Job 1:
Answer these questions using the forum thread about the Bulova tuning fork watch.
(a) What watch has Seatime spotted?
(b) What color does Silver Hawk say the section from 0 to 15 on the bezel should be, and what color have some turned?
(c) To how many posts does JoT say Seatime has been knocked back down?
Job 2:
Reproduce word for word the part of the forum thread about the Bulova tuning fork watch between "# Bulova Tuning" and "bit of help.", inclusive.
— START OF Text to read —
# Bulova Tuning Fork 218



## Seatime (Jun 27, 2010)

Hello everybody,

Just wanted to say hello and please if you guys can help to take a decision with respect a watch that I have spotted but as I am a really naive person in the matter so I would appreciate a bit of help.

It is a bulova deep sea with a tuning fork movement, the problem is that I know very little about those movements and would like your opinion, What sort of things I have to keep in mind before buy it.....any weakness ??.....I have understood that those movement seem to have an issue with the voltage with todays batteries on the market.

If somebody could help to deepen a little bit more about it please.

Many thanks


----------



## Silver Hawk (Dec 2, 2003)

You shouldn't have any trouble with modern silver oxide batteries and the 218 calibre...it might need re-phasing if it hasn't been done before but this is part of a normal service.

Which version of the Deep Sea? If it's the one with the internal rotating bezel (below), the only issue I can think of is that the orange section (0 to 15) on this bezel can be quite faded. It should be bright orange, some have gone yellow.


----------



## Seatime (Jun 27, 2010)

Silver Hawk said:


> You shouldn't have any trouble with modern silver oxide batteries and the 218 calibre...it might need re-phasing if it hasn't been done before but this is part of a normal service.
> 
> Which version of the Deep Sea? If it's the one with the internal rotating bezel (below), the only issue I can think of is that the orange section (0 to 15) on this bezel can be quite faded. It should be bright orange, some have gone yellow.


Good day Silver,

The watch is the one below


----------



## JoT (Aug 12, 2003)

Seatime said:


> :starwars:


If your intention is to post like this to get to 50 and access to the sales forum we are onto you :wink2: you have been knocked back down to one post.


----------



## luddite (Dec 11, 2009)

Seatime, don't get on the wrong side of JoT. 

I did it once but I think I got away with it.


----------



## Silver Hawk (Dec 2, 2003)

luddite said:


> Seatime, don't get on the wrong side of JoT.
> 
> I did it once but I think I got away with it.


We've all done it...once and only once  . (don't mention the BBC and you should be safe)


----------
— END OF Text to read —
— START OF Data records —
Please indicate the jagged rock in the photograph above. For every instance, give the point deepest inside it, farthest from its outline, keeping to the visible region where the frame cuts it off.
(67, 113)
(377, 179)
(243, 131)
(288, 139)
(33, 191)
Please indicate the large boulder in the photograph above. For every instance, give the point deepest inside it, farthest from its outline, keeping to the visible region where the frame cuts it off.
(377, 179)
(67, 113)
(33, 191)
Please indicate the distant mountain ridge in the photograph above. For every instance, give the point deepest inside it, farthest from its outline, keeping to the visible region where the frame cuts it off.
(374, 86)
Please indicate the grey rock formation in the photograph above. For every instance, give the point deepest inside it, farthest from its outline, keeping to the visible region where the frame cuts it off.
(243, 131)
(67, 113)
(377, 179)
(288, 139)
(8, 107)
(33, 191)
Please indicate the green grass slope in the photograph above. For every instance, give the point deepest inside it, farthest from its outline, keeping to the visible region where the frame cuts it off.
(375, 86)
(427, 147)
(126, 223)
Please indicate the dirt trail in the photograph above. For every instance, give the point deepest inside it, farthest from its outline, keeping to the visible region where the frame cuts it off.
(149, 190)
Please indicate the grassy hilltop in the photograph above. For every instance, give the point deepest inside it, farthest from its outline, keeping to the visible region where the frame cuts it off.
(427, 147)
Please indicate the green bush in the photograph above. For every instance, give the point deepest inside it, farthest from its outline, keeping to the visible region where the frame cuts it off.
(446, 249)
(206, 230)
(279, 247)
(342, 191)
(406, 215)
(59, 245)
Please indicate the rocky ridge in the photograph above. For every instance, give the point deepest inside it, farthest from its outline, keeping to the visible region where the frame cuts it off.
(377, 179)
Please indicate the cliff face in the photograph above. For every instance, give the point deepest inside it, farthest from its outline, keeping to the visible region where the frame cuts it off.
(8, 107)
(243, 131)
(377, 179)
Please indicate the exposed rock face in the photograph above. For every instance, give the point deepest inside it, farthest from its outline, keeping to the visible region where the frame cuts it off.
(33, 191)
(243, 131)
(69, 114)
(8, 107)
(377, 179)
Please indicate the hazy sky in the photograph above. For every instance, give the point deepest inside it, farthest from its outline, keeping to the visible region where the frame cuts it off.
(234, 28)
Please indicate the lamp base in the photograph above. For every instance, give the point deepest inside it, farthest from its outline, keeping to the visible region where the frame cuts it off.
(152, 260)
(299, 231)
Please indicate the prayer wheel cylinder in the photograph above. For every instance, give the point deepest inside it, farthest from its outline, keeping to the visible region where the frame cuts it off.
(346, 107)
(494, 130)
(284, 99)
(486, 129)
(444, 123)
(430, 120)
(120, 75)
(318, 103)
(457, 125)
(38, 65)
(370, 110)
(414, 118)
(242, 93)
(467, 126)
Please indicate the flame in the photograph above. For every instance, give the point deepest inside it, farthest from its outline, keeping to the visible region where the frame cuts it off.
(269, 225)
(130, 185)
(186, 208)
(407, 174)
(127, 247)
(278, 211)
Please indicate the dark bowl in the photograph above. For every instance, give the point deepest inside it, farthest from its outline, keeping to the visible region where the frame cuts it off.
— END OF Data records —
Full response 1:
(a) A Bulova Deep Sea with a tuning fork movement.
(b) It should be bright orange; some have gone yellow.
(c) One post.

Full response 2:
# Bulova Tuning Fork 218



## Seatime (Jun 27, 2010)

Hello everybody,

Just wanted to say hello and please if you guys can help to take a decision with respect a watch that I have spotted but as I am a really naive person in the matter so I would appreciate a bit of help.